-- Supplied data start --

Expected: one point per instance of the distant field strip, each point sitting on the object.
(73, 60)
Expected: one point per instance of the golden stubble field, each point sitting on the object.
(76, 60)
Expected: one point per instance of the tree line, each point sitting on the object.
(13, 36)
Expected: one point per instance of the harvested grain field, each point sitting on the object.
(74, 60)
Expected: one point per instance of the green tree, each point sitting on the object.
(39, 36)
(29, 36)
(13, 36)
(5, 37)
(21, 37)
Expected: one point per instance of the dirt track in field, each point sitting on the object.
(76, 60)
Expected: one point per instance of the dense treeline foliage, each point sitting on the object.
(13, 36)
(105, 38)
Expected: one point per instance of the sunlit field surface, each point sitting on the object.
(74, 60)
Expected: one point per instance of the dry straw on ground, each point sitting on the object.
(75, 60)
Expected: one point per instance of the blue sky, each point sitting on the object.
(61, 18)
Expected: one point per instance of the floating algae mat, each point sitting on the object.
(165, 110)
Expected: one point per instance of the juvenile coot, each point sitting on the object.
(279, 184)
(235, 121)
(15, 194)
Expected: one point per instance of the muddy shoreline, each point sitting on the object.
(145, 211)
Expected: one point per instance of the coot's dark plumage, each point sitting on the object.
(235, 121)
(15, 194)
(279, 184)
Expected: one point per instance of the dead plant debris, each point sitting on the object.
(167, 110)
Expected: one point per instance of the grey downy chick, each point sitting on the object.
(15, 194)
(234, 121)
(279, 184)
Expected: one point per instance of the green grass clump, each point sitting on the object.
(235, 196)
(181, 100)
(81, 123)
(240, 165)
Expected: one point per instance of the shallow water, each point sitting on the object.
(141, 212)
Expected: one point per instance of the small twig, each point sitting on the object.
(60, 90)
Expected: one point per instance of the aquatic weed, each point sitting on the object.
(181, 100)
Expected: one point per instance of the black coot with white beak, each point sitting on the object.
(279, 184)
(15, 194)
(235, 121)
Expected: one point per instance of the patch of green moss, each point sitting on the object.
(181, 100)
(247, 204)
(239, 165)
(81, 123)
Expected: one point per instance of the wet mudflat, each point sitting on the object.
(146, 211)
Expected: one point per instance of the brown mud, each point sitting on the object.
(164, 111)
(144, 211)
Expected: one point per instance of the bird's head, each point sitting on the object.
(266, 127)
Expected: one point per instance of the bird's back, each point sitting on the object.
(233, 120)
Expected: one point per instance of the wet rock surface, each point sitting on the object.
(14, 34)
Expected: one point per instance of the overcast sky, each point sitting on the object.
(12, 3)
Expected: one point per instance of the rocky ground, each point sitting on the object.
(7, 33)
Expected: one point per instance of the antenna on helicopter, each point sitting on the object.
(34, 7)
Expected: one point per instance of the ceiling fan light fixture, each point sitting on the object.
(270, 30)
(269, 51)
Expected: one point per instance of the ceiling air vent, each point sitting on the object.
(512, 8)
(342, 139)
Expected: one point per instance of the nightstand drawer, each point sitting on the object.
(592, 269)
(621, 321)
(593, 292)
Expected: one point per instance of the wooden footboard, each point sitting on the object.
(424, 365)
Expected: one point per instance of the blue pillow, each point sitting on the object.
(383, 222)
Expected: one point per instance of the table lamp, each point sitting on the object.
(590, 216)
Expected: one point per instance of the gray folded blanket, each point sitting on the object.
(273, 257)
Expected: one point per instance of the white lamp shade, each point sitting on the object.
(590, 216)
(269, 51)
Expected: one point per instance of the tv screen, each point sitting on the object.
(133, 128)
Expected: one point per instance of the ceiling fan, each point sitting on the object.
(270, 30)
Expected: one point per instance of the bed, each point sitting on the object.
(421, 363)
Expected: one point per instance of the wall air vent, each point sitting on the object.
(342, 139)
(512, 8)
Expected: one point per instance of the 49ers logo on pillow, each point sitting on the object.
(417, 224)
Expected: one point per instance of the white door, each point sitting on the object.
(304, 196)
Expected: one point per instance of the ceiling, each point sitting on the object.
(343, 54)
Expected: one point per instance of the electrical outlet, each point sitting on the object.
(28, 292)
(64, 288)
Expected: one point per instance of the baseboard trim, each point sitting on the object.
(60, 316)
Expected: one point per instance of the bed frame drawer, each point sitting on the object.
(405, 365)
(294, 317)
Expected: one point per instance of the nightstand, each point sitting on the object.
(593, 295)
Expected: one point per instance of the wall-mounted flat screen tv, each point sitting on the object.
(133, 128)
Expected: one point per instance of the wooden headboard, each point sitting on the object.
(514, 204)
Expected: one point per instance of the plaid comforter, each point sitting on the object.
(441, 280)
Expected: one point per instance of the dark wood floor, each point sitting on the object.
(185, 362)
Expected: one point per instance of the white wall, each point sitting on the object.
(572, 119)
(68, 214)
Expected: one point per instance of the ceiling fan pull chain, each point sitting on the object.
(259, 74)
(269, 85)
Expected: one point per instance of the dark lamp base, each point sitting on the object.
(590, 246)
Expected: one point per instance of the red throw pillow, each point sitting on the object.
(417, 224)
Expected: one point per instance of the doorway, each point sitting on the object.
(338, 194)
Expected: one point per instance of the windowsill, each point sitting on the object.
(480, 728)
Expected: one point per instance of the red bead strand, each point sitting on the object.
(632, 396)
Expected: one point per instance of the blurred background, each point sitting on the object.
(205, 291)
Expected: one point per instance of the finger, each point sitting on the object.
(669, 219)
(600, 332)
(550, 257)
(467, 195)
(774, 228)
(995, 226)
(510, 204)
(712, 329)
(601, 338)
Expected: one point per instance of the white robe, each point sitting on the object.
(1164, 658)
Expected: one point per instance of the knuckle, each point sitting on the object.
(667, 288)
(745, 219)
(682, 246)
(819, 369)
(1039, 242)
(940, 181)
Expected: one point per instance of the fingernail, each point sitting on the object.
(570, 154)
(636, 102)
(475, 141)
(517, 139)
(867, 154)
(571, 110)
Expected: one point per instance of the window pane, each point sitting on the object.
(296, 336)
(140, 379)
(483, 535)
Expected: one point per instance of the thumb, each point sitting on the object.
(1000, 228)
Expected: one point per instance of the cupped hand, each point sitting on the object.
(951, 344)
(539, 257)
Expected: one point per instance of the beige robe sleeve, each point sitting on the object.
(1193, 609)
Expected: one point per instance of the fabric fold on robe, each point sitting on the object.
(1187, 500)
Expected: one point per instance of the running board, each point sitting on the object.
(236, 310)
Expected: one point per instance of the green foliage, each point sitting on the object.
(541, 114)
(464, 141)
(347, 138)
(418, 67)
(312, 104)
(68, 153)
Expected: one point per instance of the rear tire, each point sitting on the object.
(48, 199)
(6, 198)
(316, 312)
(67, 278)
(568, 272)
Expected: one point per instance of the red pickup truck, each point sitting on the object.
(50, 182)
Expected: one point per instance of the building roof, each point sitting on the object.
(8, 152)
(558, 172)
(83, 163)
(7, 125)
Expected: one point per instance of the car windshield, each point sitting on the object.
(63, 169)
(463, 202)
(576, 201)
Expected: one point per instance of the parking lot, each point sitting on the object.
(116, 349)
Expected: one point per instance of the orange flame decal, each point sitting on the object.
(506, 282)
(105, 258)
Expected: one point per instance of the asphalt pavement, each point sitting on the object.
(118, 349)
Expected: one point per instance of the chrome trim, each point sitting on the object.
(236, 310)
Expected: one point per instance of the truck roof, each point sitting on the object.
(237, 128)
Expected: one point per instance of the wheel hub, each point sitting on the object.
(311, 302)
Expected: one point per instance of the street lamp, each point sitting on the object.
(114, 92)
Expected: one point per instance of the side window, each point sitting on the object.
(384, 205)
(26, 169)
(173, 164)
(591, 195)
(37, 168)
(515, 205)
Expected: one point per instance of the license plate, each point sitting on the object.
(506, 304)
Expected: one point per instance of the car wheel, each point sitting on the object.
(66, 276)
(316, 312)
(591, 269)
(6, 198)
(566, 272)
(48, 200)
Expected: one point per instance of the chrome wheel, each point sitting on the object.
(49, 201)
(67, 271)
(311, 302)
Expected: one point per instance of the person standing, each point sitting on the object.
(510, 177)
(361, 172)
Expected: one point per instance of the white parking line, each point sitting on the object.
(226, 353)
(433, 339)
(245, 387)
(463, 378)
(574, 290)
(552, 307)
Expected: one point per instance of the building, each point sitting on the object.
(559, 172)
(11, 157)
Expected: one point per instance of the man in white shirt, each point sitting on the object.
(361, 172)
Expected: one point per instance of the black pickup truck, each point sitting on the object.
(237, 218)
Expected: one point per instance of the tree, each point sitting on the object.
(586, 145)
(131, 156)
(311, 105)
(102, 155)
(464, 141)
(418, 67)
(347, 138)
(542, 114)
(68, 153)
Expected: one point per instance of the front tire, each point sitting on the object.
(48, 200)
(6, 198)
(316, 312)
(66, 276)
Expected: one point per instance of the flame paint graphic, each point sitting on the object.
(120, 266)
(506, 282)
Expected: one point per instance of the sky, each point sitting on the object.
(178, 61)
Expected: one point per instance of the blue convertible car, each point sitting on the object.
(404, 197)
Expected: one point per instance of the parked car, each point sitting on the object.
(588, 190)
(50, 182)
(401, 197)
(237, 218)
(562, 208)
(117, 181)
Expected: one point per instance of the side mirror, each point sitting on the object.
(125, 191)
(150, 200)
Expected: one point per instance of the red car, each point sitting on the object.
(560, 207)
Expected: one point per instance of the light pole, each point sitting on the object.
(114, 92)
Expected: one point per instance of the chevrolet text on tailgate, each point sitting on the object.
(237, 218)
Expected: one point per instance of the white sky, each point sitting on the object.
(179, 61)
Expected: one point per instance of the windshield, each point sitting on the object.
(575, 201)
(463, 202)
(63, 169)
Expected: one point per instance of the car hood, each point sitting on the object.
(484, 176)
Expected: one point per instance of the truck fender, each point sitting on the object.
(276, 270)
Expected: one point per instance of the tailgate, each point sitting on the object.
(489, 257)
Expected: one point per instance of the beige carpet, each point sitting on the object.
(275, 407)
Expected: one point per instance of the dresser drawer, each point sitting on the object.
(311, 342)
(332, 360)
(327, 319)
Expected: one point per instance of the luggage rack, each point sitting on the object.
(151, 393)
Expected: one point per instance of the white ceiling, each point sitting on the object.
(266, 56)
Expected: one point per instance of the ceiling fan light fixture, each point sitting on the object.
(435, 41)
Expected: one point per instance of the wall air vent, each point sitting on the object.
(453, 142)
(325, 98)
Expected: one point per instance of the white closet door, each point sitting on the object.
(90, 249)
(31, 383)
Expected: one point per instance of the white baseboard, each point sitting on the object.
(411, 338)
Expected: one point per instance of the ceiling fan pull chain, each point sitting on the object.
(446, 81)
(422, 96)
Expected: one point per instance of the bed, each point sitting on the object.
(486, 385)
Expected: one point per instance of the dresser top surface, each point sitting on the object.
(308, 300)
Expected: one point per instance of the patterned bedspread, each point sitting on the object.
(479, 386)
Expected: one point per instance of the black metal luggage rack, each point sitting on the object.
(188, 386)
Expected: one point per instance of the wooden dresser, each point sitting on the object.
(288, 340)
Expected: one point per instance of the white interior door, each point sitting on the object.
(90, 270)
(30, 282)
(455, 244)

-- Supplied data end --

| What you are asked to do |
Reproduce verbatim the lines between the line holding "Expected: one point per instance of the white interior" and the last line of the items, inclusive.

| Full answer |
Expected: one point per instance of the white interior door, each point sitting on the object.
(90, 270)
(30, 282)
(455, 244)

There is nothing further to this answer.